* Description of the task:
Below are some records; copy each line in them that contains "trunk".

[Natural-language object grounding data]
----------

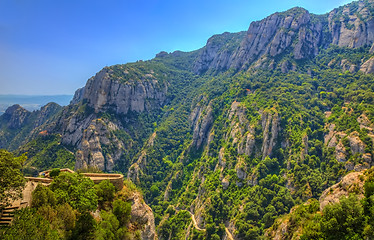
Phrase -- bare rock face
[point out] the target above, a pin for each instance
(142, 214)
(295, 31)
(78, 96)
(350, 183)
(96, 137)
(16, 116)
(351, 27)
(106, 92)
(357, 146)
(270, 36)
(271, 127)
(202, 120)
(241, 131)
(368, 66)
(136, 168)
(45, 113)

----------

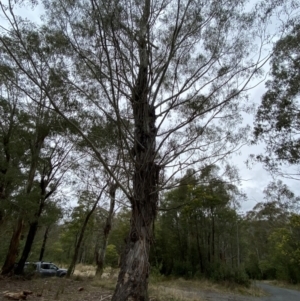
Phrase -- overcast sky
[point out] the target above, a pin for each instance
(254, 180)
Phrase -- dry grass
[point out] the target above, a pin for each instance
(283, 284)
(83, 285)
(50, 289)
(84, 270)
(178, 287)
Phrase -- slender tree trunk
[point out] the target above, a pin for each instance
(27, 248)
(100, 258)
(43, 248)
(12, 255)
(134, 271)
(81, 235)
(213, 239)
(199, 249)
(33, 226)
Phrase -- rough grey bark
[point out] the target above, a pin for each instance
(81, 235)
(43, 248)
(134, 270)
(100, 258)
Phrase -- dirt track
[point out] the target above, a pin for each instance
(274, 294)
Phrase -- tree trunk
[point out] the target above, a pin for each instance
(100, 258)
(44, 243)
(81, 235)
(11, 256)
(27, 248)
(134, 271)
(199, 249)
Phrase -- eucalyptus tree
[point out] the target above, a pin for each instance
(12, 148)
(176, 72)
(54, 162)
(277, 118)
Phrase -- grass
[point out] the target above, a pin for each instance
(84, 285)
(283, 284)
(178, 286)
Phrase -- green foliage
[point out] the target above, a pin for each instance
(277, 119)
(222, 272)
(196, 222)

----------

* Your solution:
Phrase -- slender tree trunk
Phrase -- tree trunk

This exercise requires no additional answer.